* [Consigne] Recopiez sans rien modifier le passage du journal de visite qui commence par « 1434 - Et en » et se termine par « 22 mai 2022) ».

* [Texte extrait]
1434 - Et en attendant d’autres Espagnes… (11)
Et en attendant d’autres Espagnes…
(Paris - Madrid - Tolède - Madrid - Paris)
Journal extime
(10 mai - 22 mai 2022)
11
19 mai 2022
Matin
Judith a ses dix minutes de retard accoutumées.
Nous visitons la nouvelle dation Maya Ruiz-Picasso au Musée Picasso.
Beaucoup de scolaires s’égaillent là, quatre groupes au moins, de l’école primaire au lycée.
Je prends peu de clichés, la plupart des œuvres se trouvant sous verre. Et je tâche, sinon, d’esquiver les reflets indiscrets.
Pablo Picasso, Première neige, [Tremblay-sur-Mauldre], 1938, Craie, fusain et huile sur toile, Collection particulière
Pablo Picasso (1881-1973), Maya au bateau, [Paris], 5 février 1938, Huile sur toile, Yageo Foundation Collection, Taïwan
Pablo Picasso (1881-1973), Maya à la poupée et au cheval, [Paris], 22 janvier 1938, Huile sur toile, Collection particulière
Portrait de Maya de profil, Royan, 17 juin 1940, Encre sur papier vergé, feuille de carnet à spirale, Collection particulière
Pablo Picasso, Claude écrivant [fils de Pablo et Françoise Gilot, né en 1947], Vallauris, 11 janvier 1951, Huile sur toile, Collection particulière
Jeune fille assise, Mougins, 21 novembre 1970, Huile sur contreplaqué, Musée national Picasso-Paris ; Maternité, Mougins, 30 août 1971, Huile sur toile Musée national Picasso-Paris
Pablo Picasso, Personnage, Mougins, mars-avril 1938, Bois peint, éléments de métal et ficelle sur socle de ciment et bois, Collection particulière
Pablo Picasso, Deux femmes à l'ombrelle, Le Tremblay-sur-Mauldre, 8 octobre1938, Encre sur papier, Musée national Picasso-Paris
Je m’amuse d’une critique assassine de Robert Hughes (“Picasso’s Worst”, Times Magazine, 18 juin 1975) reproduite sur un des murs : « L’exposition sera sans doute un succès touristique. Il s’agit, après tout, des derniers Picasso. Ce sont aussi les pires. On entre en dévotion et on sort dans l’embarras [One enters in homage and leaves in embarrasment]. »
Nous regardons un documentaire sur la fille de Picasso.
Nous entreprenons de visiter les autres étages. Judith, toutefois, déclare vite forfait.

* [Données recueillies]
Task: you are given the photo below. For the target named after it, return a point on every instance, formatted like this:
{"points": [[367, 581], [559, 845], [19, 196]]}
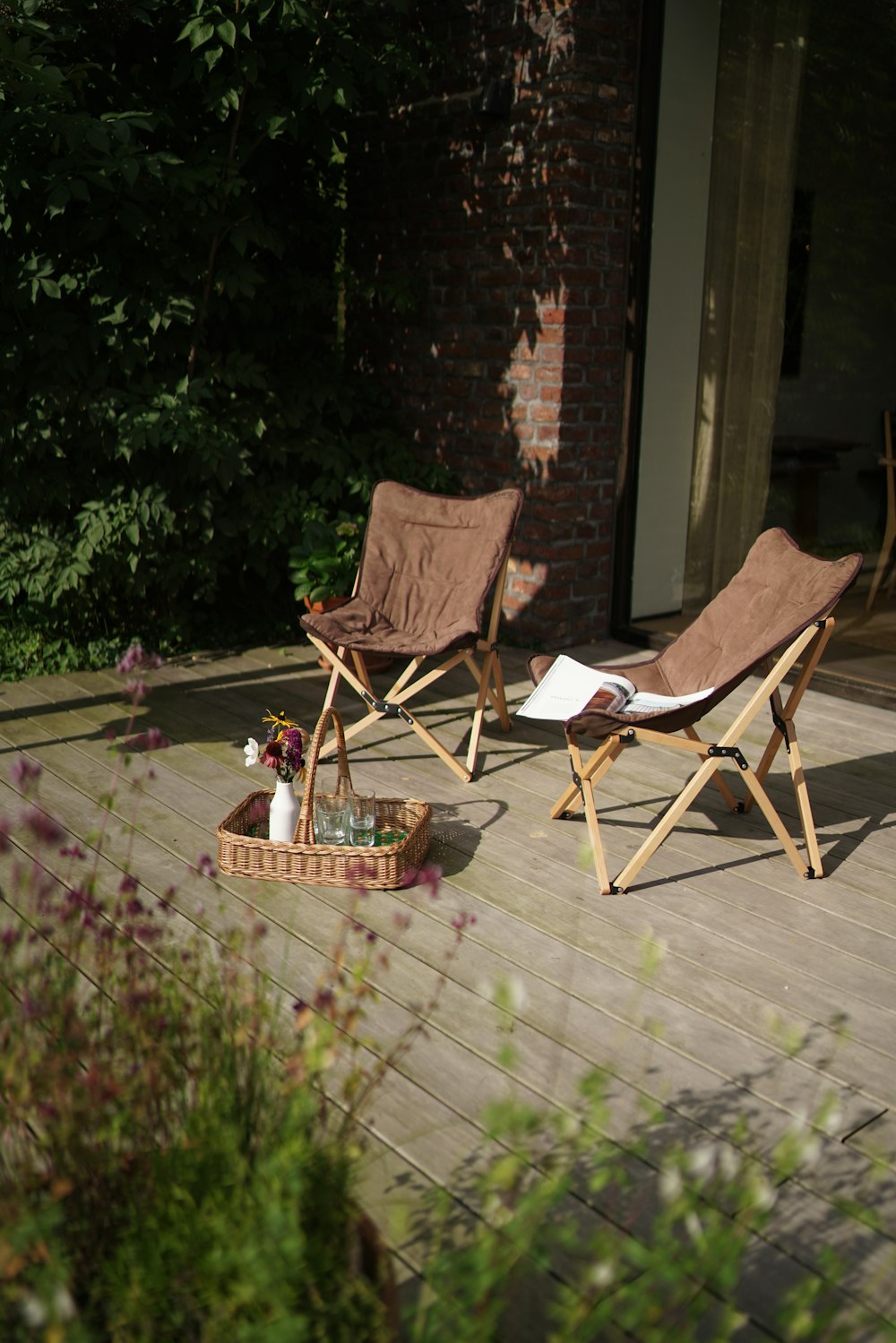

* [Corrigé]
1434 - Et en attendant d’autres Espagnes… (11)
Et en attendant d’autres Espagnes…
(Paris - Madrid - Tolède - Madrid - Paris)
Journal extime
(10 mai - 22 mai 2022)